# Thread: is this derivative correct?

1. ## is this derivative correct?

y = e^-0.4x(C cos0.2x + Dsin0.2x)
y' = -0.4e^-0.4x(-0.2C sin0.2x + 0.2 D cos0.2x)

This from trying to work out a particular solution to a inhomogeneous equation

Paul B

2. Originally Posted by poundedintodust
y = e^-0.4x(C cos0.2x + Dsin0.2x)
y' = -0.4e^-0.4x(-0.2C sin0.2x + 0.2 D cos0.2x)

This from trying to work out a particular solution to a inhomogeneous equation

Paul B
You have to follow the product rule.

$\displaystyle y = e^{-0.4x}[C cos(0.2x) + Dsin(0.2x)]$

$\displaystyle y'=-0.4e^{-0.4x}[C cos(0.2x) + Dsin(0.2x)]+e^{-0.4x}[0.2Dcos(0.2x)-0.2Csin(0.2x)]$

3. if y = 3 and x=0

should i be left with

0.4C + 0.2D = 3?

4. Originally Posted by poundedintodust
if y = 3 and x=0

should i be left with

0.4C + 0.2D = 3?
If $\displaystyle y(0)=3$, then $\displaystyle C=3$

5. I am a bit confused now so i think Ill post whole problem and maybe you could tell me where I am going wrong.

**AIM:**
Extend the forum thread on checking the derivative, picking up right after its final post.

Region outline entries
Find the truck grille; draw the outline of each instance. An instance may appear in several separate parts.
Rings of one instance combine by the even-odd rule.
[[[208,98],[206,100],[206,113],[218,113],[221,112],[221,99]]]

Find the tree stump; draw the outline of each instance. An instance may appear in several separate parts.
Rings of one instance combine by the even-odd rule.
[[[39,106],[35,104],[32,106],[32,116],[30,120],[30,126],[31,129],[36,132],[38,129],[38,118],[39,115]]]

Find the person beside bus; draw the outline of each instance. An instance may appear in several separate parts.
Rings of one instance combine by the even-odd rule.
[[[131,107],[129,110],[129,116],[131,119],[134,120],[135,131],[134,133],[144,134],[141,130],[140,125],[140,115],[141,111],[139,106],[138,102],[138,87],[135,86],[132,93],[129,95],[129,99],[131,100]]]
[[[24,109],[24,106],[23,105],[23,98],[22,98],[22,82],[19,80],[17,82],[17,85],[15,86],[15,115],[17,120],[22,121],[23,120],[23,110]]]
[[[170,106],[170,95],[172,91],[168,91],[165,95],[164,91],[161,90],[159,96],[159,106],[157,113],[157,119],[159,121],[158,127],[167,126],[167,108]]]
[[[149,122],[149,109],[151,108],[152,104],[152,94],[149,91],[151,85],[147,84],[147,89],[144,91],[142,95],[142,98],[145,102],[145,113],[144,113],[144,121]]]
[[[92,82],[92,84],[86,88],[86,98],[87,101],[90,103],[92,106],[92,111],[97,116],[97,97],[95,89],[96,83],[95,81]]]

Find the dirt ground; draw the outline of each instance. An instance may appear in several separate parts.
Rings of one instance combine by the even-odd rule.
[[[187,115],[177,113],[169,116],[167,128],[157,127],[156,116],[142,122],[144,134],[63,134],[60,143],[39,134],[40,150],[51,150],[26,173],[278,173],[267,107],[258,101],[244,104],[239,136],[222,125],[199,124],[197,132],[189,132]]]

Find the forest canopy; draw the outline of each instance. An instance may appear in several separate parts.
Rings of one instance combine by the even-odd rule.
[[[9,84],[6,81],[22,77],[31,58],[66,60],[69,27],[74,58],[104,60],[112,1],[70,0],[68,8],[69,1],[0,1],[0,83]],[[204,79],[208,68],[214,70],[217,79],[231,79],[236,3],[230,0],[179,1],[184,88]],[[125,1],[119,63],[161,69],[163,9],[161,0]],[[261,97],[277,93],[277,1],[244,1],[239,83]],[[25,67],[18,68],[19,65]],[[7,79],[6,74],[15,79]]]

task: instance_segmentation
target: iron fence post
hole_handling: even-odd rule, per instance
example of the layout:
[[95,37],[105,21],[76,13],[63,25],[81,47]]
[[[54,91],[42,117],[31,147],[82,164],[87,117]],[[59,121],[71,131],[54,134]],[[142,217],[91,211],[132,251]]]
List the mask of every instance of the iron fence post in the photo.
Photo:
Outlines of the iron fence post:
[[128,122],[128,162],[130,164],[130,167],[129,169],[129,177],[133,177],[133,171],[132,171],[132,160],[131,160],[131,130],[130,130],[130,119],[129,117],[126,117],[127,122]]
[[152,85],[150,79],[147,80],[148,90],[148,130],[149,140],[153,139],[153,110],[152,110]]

**EXERCISE RESPONSE:**
Starting with:

5(d^2y/d^2x) + 4(dy/dx) + y = 0

I have find a particular solution to the initial value problem where

y(0) = -2, y'(0)=3

I know a general solution is

y = e^-0.4x(C cos0.2x + Dsin0.2x)

after finding the roots.

So substituting in the values into the derivative

y' = -0.4e^-0.4x(-0.2C sin0.2x + 0.2 D cos0.2x)

ends with 0.4C+0.2D =3

So C = 3 and D = 9

Doing the same with the general solution with x=-2

y = e^-0.4x(C cos0.2x + Dsin0.2x)

I end up with 1( C x 1 + D x 0) in other words C = -2

My confusion comes from the fact that C should be the same in both instances??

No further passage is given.